#### [Directions for this task]
Return only the number of lines in the entries below that hold the word "Target".

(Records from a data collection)

******

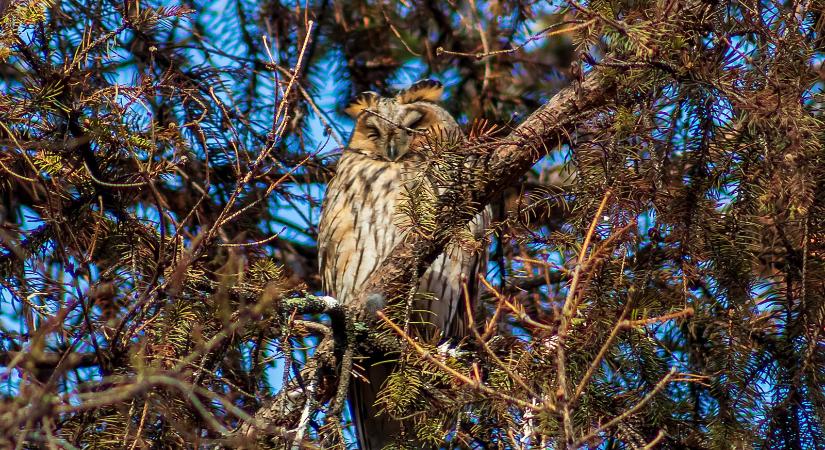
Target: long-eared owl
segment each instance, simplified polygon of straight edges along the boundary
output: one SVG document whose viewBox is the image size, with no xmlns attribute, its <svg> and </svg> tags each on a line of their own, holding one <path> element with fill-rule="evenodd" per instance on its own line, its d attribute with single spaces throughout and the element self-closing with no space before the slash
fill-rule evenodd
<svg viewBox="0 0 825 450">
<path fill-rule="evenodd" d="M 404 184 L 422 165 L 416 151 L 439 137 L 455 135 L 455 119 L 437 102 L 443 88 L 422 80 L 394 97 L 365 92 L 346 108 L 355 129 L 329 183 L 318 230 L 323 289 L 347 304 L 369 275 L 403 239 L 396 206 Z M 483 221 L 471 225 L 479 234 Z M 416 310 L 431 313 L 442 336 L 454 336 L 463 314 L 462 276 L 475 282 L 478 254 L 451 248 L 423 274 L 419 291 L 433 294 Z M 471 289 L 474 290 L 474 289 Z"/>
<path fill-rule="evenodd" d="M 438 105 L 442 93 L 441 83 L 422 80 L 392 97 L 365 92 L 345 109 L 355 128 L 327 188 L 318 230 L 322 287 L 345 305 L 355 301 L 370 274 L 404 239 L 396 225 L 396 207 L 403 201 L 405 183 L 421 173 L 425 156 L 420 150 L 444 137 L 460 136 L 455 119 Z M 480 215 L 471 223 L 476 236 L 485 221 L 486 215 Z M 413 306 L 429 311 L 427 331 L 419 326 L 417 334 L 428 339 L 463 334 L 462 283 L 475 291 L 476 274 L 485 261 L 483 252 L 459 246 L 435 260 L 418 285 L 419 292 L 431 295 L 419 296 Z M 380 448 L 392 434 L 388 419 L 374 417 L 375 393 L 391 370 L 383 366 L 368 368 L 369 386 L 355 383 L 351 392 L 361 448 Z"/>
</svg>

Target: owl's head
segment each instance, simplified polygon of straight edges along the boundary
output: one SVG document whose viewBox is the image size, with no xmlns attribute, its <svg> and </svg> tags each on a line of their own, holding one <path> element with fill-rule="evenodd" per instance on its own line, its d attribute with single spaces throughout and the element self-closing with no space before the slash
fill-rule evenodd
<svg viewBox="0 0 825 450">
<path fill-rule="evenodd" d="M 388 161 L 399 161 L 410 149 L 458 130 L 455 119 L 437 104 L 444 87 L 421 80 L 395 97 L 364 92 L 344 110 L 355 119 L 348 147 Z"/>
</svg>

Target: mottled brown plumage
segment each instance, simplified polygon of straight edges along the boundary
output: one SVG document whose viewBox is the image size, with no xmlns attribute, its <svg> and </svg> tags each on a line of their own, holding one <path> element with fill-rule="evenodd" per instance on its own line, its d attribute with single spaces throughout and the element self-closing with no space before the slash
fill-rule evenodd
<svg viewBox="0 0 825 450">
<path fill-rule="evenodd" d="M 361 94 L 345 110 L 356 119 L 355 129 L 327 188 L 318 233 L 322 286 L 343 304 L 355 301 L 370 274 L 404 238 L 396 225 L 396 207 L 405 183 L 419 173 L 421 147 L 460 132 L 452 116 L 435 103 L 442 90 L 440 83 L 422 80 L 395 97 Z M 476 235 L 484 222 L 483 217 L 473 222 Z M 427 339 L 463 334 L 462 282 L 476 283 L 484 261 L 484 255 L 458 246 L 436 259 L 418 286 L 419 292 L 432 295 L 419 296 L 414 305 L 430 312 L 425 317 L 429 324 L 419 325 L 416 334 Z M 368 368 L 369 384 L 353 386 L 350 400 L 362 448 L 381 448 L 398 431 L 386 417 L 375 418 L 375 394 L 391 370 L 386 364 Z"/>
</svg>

******

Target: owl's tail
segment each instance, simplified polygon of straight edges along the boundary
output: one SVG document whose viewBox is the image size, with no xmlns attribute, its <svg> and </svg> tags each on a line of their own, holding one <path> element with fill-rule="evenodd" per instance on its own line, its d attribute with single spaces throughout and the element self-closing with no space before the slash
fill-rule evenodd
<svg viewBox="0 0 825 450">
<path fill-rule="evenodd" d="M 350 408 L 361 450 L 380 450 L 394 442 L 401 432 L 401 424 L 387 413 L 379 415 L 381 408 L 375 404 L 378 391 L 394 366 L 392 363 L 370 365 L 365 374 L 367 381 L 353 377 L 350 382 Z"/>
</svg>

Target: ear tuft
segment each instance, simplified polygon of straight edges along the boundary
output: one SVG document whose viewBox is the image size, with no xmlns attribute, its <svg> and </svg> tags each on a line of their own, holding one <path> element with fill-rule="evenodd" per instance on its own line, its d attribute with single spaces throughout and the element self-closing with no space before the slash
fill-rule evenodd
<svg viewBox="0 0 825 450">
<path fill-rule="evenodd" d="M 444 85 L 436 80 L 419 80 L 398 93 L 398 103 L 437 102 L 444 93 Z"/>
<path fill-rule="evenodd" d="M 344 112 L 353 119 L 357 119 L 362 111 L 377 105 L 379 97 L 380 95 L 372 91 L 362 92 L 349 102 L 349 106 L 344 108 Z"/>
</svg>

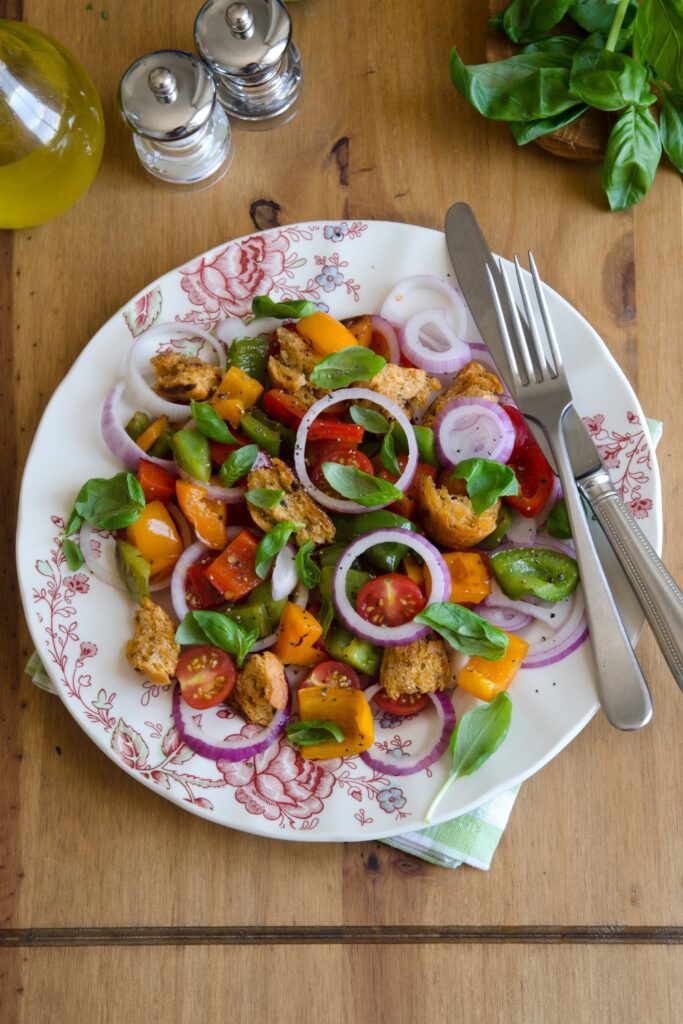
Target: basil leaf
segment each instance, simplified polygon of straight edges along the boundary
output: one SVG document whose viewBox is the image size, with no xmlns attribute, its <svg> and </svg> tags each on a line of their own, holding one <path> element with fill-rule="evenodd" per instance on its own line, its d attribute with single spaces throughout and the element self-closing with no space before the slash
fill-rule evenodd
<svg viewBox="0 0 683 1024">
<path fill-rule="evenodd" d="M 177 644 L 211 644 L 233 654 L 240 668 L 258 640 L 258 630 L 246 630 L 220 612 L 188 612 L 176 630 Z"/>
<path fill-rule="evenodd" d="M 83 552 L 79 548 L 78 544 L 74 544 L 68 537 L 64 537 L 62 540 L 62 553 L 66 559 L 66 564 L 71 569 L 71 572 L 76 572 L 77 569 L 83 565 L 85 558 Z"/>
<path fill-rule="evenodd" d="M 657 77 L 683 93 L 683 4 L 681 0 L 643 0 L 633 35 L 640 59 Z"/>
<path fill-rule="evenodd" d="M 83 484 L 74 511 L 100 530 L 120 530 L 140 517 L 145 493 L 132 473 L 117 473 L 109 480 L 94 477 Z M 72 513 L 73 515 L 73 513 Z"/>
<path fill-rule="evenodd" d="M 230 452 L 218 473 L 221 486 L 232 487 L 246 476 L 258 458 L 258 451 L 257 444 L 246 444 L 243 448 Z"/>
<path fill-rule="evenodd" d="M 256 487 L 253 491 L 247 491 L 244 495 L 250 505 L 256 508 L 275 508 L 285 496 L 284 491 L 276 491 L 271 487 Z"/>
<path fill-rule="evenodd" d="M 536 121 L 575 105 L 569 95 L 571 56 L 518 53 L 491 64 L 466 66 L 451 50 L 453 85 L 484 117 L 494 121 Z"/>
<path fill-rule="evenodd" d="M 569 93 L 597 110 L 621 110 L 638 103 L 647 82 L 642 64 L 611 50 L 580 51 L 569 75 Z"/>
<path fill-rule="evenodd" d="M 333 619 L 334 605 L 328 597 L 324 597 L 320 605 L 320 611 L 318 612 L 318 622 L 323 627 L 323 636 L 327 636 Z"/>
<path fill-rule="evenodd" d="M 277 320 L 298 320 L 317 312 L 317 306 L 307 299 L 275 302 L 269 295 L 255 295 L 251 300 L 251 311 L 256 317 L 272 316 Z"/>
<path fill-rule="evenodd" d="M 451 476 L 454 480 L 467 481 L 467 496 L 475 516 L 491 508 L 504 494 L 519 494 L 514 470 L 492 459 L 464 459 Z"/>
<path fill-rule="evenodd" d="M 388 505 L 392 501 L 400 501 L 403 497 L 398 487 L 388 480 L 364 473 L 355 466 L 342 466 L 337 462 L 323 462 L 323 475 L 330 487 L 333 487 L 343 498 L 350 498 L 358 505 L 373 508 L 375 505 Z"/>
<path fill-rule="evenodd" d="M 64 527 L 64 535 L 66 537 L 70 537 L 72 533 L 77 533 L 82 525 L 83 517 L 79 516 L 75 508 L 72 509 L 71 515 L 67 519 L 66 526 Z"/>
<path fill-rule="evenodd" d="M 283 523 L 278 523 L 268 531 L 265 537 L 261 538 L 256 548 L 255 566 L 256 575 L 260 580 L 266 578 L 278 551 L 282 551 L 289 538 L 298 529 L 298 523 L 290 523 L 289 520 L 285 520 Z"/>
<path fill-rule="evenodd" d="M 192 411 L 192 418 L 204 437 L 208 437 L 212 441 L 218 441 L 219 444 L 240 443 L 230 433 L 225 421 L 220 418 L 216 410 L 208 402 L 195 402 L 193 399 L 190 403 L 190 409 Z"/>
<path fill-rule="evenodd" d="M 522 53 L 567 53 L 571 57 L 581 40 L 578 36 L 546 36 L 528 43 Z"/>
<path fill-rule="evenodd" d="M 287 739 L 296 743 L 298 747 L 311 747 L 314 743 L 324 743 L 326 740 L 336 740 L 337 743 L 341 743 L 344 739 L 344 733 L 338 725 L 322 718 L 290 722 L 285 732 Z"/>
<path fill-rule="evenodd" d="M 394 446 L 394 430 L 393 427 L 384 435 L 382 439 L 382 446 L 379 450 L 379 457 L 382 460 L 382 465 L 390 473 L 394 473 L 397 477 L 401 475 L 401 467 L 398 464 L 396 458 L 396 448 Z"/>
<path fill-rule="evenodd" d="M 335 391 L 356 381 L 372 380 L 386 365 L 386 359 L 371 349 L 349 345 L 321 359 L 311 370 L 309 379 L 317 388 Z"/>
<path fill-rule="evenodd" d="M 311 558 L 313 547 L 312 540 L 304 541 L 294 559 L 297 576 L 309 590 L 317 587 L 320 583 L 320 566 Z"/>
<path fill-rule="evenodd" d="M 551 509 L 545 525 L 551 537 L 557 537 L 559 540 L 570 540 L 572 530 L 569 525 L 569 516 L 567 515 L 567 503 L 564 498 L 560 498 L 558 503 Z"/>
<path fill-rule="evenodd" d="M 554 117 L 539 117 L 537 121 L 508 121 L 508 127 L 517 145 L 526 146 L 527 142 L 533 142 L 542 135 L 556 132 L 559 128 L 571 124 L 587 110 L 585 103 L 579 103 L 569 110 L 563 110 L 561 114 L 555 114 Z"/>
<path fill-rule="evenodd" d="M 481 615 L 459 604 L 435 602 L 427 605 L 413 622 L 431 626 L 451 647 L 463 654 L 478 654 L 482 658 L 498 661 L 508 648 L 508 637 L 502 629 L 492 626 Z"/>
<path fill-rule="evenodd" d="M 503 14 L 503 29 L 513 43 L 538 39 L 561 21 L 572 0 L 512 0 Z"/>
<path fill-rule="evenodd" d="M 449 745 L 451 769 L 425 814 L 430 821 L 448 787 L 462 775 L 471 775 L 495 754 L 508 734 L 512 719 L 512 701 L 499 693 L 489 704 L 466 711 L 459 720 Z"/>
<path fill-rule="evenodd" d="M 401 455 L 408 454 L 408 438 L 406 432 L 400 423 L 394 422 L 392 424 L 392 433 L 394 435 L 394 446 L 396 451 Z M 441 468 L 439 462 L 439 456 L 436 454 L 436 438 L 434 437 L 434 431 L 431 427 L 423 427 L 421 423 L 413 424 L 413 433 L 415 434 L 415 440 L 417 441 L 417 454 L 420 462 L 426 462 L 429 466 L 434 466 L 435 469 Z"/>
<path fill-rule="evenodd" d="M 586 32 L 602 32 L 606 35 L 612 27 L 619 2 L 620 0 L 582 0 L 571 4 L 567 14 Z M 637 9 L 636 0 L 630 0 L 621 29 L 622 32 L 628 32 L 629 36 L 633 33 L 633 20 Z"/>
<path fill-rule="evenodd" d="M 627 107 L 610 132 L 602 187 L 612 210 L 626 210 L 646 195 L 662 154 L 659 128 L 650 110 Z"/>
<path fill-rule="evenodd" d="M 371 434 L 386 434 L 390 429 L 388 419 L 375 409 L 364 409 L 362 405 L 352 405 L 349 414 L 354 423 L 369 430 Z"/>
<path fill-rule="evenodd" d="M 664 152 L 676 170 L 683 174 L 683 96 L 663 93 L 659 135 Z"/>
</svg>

******

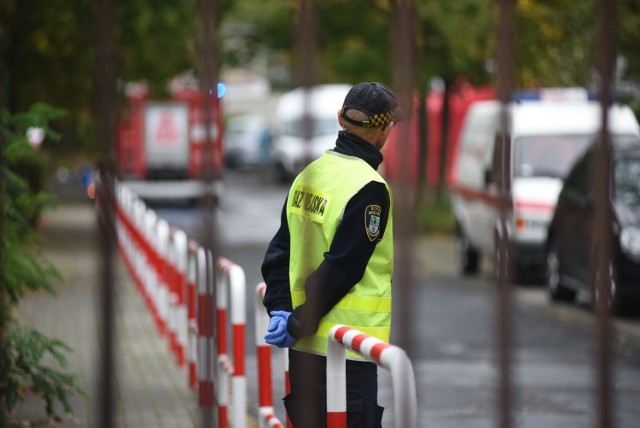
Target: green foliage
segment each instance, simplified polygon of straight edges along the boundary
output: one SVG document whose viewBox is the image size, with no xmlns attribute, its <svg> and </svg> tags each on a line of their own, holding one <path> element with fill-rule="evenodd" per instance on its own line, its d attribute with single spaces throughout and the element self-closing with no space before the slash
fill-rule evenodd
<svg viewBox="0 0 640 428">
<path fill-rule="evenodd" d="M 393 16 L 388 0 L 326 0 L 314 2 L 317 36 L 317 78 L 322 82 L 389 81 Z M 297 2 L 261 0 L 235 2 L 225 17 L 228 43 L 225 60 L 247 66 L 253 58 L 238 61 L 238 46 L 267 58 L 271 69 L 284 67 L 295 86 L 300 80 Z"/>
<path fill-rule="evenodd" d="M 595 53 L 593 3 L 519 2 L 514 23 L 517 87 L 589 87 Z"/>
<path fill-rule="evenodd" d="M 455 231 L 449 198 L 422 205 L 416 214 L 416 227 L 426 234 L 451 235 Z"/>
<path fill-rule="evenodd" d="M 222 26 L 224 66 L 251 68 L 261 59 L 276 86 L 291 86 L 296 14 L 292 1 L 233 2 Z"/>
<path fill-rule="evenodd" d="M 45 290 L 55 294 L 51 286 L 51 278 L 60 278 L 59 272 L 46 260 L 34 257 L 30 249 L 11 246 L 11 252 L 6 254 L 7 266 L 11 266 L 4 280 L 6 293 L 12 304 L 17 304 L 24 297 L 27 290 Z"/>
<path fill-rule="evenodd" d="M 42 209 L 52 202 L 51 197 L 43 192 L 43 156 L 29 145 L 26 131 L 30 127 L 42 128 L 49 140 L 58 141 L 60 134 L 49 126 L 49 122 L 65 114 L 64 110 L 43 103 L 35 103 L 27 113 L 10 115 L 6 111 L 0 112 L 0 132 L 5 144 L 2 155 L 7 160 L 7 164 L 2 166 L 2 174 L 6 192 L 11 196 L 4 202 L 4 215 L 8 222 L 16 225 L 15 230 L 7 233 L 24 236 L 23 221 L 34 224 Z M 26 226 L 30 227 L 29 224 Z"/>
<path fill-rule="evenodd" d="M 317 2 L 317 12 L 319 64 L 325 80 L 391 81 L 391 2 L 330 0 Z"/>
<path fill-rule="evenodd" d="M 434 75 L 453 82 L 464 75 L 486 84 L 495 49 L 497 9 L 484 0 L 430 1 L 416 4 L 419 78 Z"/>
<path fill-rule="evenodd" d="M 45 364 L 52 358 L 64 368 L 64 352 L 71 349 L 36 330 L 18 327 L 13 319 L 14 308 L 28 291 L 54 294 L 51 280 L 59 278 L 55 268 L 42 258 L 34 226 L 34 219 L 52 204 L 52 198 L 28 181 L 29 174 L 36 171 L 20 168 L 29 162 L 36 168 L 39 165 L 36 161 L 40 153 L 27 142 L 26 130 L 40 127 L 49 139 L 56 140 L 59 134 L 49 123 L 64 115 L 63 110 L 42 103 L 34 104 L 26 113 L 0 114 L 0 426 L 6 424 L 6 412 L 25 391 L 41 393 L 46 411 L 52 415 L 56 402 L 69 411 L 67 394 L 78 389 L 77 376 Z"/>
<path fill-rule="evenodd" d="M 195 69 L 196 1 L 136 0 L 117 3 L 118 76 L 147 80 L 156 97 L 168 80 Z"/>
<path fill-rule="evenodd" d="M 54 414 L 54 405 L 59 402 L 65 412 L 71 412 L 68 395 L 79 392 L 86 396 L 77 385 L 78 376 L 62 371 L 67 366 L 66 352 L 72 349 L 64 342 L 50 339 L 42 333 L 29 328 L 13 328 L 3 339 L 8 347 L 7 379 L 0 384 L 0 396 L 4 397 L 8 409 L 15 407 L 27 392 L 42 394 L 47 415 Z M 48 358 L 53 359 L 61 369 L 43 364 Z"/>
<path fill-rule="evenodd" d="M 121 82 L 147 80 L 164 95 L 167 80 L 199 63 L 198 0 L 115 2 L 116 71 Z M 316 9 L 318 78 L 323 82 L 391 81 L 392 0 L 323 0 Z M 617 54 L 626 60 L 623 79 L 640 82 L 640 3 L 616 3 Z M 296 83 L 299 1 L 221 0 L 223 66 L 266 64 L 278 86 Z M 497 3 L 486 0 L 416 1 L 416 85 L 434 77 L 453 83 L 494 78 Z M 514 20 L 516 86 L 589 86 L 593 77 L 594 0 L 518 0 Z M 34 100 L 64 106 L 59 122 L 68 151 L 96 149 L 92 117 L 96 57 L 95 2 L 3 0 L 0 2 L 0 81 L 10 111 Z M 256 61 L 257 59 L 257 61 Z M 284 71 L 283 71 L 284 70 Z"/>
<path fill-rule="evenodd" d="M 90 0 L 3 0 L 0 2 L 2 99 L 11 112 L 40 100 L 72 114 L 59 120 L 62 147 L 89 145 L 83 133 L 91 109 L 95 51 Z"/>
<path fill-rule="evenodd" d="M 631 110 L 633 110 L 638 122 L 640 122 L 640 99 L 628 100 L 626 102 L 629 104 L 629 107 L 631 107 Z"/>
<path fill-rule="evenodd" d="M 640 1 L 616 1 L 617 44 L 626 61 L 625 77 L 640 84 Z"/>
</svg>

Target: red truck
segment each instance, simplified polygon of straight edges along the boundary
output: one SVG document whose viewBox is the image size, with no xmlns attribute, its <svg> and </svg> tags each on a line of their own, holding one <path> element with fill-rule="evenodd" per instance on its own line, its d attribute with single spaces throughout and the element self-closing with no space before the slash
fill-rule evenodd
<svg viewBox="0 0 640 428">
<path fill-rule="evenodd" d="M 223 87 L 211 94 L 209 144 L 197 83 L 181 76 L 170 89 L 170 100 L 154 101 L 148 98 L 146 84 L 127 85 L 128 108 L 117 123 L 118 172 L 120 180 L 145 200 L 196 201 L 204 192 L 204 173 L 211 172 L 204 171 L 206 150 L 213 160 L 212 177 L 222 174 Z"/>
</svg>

******

#### [Solution to the exercise]
8